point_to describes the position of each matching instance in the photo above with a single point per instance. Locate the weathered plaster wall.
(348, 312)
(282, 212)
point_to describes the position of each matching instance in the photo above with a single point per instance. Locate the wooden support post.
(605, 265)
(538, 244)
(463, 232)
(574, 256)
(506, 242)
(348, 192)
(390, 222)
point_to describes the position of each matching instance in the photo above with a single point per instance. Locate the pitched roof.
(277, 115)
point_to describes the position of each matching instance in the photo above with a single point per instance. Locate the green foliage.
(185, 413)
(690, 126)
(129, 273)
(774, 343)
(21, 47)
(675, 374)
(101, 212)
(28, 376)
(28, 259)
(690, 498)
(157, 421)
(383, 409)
_ _ _
**ASSIGNMENT**
Reproduce exactly the lines from the one containing "wooden support post." through the last line of the records above, including both, and nothing else.

**RESULT**
point_to describes the position of each matching instance in the photo above with a single point per instance. Locate the wooden support post.
(605, 265)
(538, 244)
(463, 232)
(574, 256)
(506, 242)
(348, 192)
(390, 222)
point_to describes the position of each matching instance in the photo above with a single point per instance. Locate the pitched roof.
(277, 115)
point_to describes the position of each matching instance in the photo above with a single point per instance. Locate the green foliage.
(185, 413)
(690, 126)
(129, 273)
(774, 343)
(21, 47)
(675, 374)
(101, 212)
(28, 376)
(28, 259)
(690, 498)
(157, 421)
(383, 409)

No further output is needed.